● Task statement: Here the job is to print all of the entries below verbatim and leave out any picture.

● Stored entries:
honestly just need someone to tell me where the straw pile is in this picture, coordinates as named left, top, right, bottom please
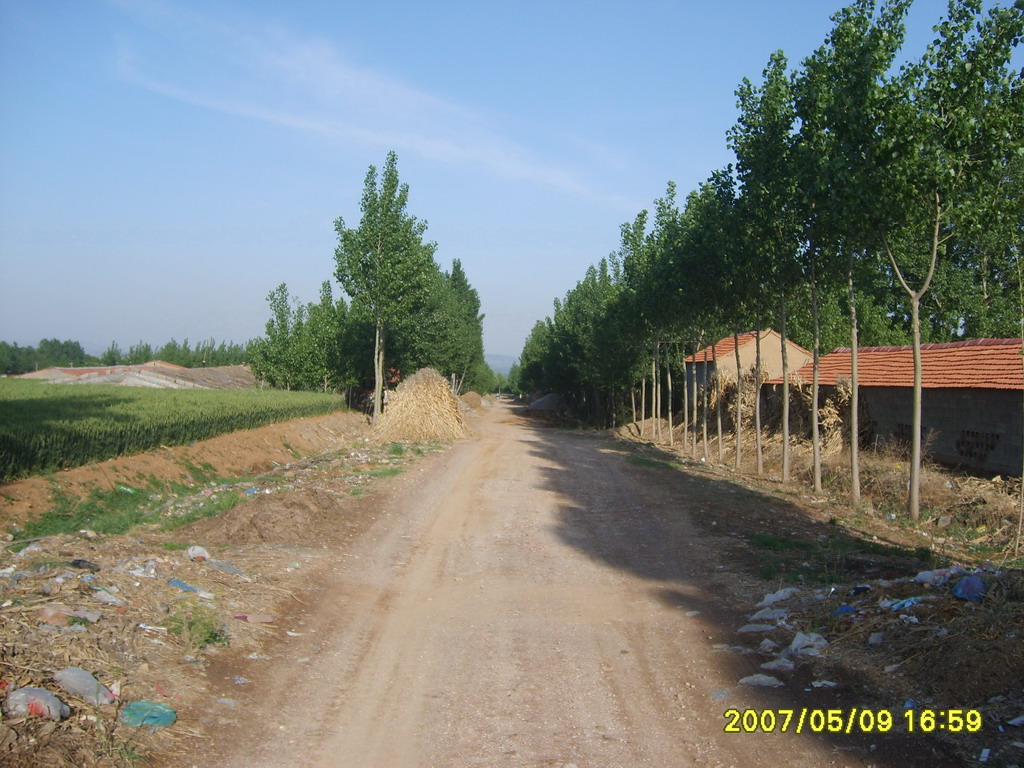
left=370, top=368, right=471, bottom=442
left=459, top=391, right=483, bottom=409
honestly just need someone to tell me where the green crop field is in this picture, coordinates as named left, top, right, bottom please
left=0, top=379, right=347, bottom=483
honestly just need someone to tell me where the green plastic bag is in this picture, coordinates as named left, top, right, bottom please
left=119, top=701, right=177, bottom=727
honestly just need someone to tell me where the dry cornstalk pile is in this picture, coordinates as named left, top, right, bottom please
left=459, top=391, right=484, bottom=409
left=370, top=368, right=471, bottom=442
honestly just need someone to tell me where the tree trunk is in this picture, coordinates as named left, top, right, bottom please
left=640, top=378, right=647, bottom=439
left=372, top=322, right=385, bottom=422
left=908, top=295, right=923, bottom=521
left=702, top=343, right=709, bottom=461
left=631, top=389, right=637, bottom=432
left=652, top=350, right=659, bottom=442
left=681, top=342, right=689, bottom=454
left=733, top=329, right=742, bottom=470
left=714, top=342, right=723, bottom=463
left=848, top=250, right=861, bottom=504
left=811, top=260, right=822, bottom=494
left=883, top=199, right=941, bottom=522
left=667, top=344, right=674, bottom=448
left=754, top=324, right=764, bottom=476
left=780, top=296, right=790, bottom=483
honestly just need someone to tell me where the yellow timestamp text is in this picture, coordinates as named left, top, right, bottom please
left=722, top=708, right=982, bottom=734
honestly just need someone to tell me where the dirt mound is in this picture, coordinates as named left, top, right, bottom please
left=184, top=488, right=342, bottom=545
left=370, top=368, right=470, bottom=442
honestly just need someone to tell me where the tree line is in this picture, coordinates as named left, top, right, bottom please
left=516, top=0, right=1023, bottom=519
left=0, top=337, right=252, bottom=374
left=250, top=151, right=494, bottom=409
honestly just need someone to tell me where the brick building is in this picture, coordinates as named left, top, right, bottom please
left=778, top=338, right=1023, bottom=476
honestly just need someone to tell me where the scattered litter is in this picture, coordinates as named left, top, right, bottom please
left=749, top=607, right=788, bottom=621
left=71, top=608, right=101, bottom=623
left=207, top=559, right=247, bottom=577
left=1008, top=714, right=1024, bottom=727
left=811, top=680, right=837, bottom=688
left=15, top=542, right=43, bottom=558
left=38, top=603, right=74, bottom=626
left=889, top=596, right=933, bottom=611
left=738, top=623, right=778, bottom=633
left=739, top=674, right=784, bottom=688
left=4, top=687, right=70, bottom=721
left=138, top=623, right=167, bottom=632
left=91, top=587, right=127, bottom=606
left=980, top=747, right=991, bottom=762
left=187, top=545, right=210, bottom=561
left=233, top=613, right=274, bottom=623
left=952, top=575, right=987, bottom=603
left=119, top=701, right=177, bottom=728
left=230, top=676, right=251, bottom=685
left=788, top=632, right=829, bottom=658
left=756, top=587, right=799, bottom=608
left=831, top=605, right=856, bottom=617
left=758, top=638, right=780, bottom=654
left=914, top=567, right=964, bottom=587
left=54, top=667, right=117, bottom=706
left=167, top=578, right=214, bottom=600
left=68, top=558, right=101, bottom=572
left=867, top=632, right=885, bottom=646
left=685, top=610, right=701, bottom=617
left=761, top=658, right=795, bottom=672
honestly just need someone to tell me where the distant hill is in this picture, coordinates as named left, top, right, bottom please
left=485, top=354, right=517, bottom=376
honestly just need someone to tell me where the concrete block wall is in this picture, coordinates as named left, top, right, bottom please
left=863, top=387, right=1022, bottom=476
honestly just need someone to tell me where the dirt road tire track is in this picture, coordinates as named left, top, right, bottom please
left=186, top=404, right=864, bottom=768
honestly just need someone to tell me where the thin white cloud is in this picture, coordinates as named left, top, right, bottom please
left=108, top=0, right=624, bottom=205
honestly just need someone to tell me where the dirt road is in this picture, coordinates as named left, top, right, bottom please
left=189, top=403, right=871, bottom=768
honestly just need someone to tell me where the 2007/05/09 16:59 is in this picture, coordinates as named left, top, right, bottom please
left=723, top=708, right=983, bottom=734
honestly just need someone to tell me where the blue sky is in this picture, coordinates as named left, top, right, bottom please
left=0, top=0, right=990, bottom=359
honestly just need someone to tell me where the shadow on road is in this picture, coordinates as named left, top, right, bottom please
left=514, top=408, right=970, bottom=768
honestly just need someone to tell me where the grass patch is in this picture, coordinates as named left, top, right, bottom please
left=627, top=455, right=677, bottom=471
left=367, top=466, right=402, bottom=479
left=11, top=469, right=247, bottom=544
left=388, top=443, right=407, bottom=456
left=159, top=490, right=241, bottom=530
left=164, top=605, right=230, bottom=650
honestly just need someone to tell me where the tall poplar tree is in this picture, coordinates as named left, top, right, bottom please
left=334, top=152, right=437, bottom=420
left=871, top=0, right=1023, bottom=519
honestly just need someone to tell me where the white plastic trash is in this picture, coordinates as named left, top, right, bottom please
left=54, top=667, right=117, bottom=706
left=756, top=587, right=799, bottom=608
left=5, top=687, right=70, bottom=720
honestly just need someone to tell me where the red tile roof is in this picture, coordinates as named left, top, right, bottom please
left=685, top=330, right=779, bottom=363
left=772, top=338, right=1023, bottom=390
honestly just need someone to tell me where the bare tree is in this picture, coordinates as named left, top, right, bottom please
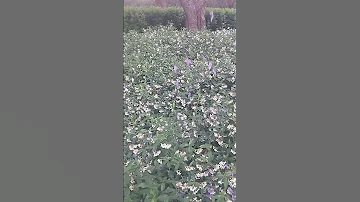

● Result:
honestly just need someone to tell me where the straw pile is in this picture, coordinates as named left, top, right, bottom please
left=370, top=368, right=471, bottom=442
left=459, top=391, right=483, bottom=409
honestly just need someone to tell me where the green crop field is in this picture, coordinates as named left, top, right, bottom please
left=0, top=379, right=347, bottom=483
honestly just need someone to tell me where the green plastic bag is in this picture, coordinates as named left, top, right, bottom please
left=119, top=701, right=177, bottom=727
honestly just need someone to tell me where the dry cornstalk pile is in this picture, coordinates as named left, top, right, bottom please
left=459, top=391, right=484, bottom=409
left=370, top=368, right=471, bottom=442
honestly just need someone to tell me where the tree trunk is in this picture, coordinates as named left, top, right, bottom please
left=640, top=378, right=647, bottom=439
left=372, top=322, right=385, bottom=422
left=908, top=295, right=923, bottom=521
left=702, top=343, right=709, bottom=461
left=631, top=389, right=637, bottom=432
left=652, top=350, right=659, bottom=442
left=681, top=342, right=689, bottom=454
left=733, top=329, right=742, bottom=470
left=714, top=342, right=723, bottom=463
left=848, top=250, right=861, bottom=504
left=811, top=260, right=822, bottom=494
left=883, top=199, right=941, bottom=522
left=667, top=344, right=674, bottom=448
left=754, top=324, right=764, bottom=476
left=780, top=296, right=790, bottom=483
honestly just need someone to tell me where the yellow timestamp text is in this picture, coordinates as named left, top, right, bottom please
left=722, top=708, right=982, bottom=734
honestly just need someone to tell me where the dirt mound is in this picture, coordinates as named left, top, right, bottom please
left=184, top=488, right=342, bottom=545
left=370, top=368, right=470, bottom=442
honestly just need someone to tell me where the tree line is in this picture, coordinates as named left, top, right, bottom please
left=516, top=0, right=1023, bottom=519
left=0, top=337, right=252, bottom=374
left=250, top=151, right=494, bottom=409
honestly just need someone to tell me where the brick building is in this picture, coordinates as named left, top, right, bottom please
left=778, top=338, right=1023, bottom=476
honestly just need someone to tell me where the scattered litter is in this picture, coordinates as named left, top, right, bottom please
left=749, top=607, right=788, bottom=621
left=71, top=608, right=101, bottom=623
left=207, top=559, right=247, bottom=577
left=1008, top=714, right=1024, bottom=727
left=811, top=680, right=837, bottom=688
left=15, top=542, right=43, bottom=558
left=38, top=603, right=74, bottom=626
left=889, top=596, right=933, bottom=611
left=738, top=623, right=778, bottom=633
left=739, top=674, right=784, bottom=688
left=4, top=687, right=70, bottom=721
left=138, top=623, right=167, bottom=632
left=91, top=587, right=127, bottom=606
left=980, top=747, right=991, bottom=762
left=187, top=545, right=210, bottom=561
left=233, top=613, right=274, bottom=623
left=952, top=575, right=987, bottom=603
left=119, top=701, right=177, bottom=728
left=230, top=676, right=251, bottom=685
left=788, top=632, right=829, bottom=658
left=756, top=587, right=799, bottom=608
left=831, top=605, right=856, bottom=617
left=758, top=638, right=780, bottom=654
left=914, top=567, right=964, bottom=587
left=54, top=667, right=117, bottom=706
left=167, top=578, right=214, bottom=600
left=68, top=558, right=101, bottom=572
left=867, top=632, right=885, bottom=646
left=685, top=610, right=701, bottom=617
left=761, top=658, right=795, bottom=672
honestly just need someone to tell me where the distant hill is in this picture, coordinates as named left, top, right, bottom please
left=485, top=354, right=517, bottom=376
honestly just need someone to tell me where the concrete block wall is in this picture, coordinates as named left, top, right, bottom please
left=863, top=387, right=1022, bottom=476
honestly just need someone to tell me where the dirt road tire track is in this picture, coordinates as named left, top, right, bottom please
left=186, top=404, right=864, bottom=768
honestly just need someone to tell me where the thin white cloud is in this picture, coordinates as named left, top, right, bottom please
left=108, top=0, right=624, bottom=205
honestly just need someone to tell me where the dirt road is in this picture, coordinates as named left, top, right, bottom please
left=189, top=403, right=871, bottom=768
honestly just need someone to tell me where the 2007/05/09 16:59 is in this picture, coordinates as named left, top, right, bottom please
left=723, top=708, right=983, bottom=734
honestly just need someone to tell me where the blue sky is in this picture, coordinates as named left, top, right, bottom please
left=0, top=0, right=990, bottom=359
honestly just need someone to tell me where the shadow on road is in this picture, coordinates as named left, top, right, bottom please
left=514, top=408, right=970, bottom=768
honestly just need someone to tell me where the grass patch is in this picture, coordinates as named left, top, right, bottom please
left=627, top=455, right=677, bottom=471
left=367, top=466, right=402, bottom=479
left=11, top=469, right=247, bottom=544
left=388, top=443, right=407, bottom=456
left=159, top=490, right=241, bottom=530
left=164, top=605, right=230, bottom=650
honestly just need someone to tell me where the tall poplar tree is in this picture, coordinates as named left, top, right, bottom please
left=334, top=152, right=437, bottom=420
left=871, top=0, right=1023, bottom=519
honestly just need someone to tell me where the white plastic trash is in this picture, coordinates as named left, top, right, bottom please
left=54, top=667, right=117, bottom=706
left=756, top=587, right=799, bottom=608
left=5, top=687, right=70, bottom=720
honestly just need someone to tell me where the red tile roof is in this picture, coordinates as named left, top, right, bottom please
left=685, top=330, right=779, bottom=363
left=772, top=338, right=1023, bottom=390
honestly just need someone to tell me where the bare tree is in this picture, coordinates as named left, top, right, bottom please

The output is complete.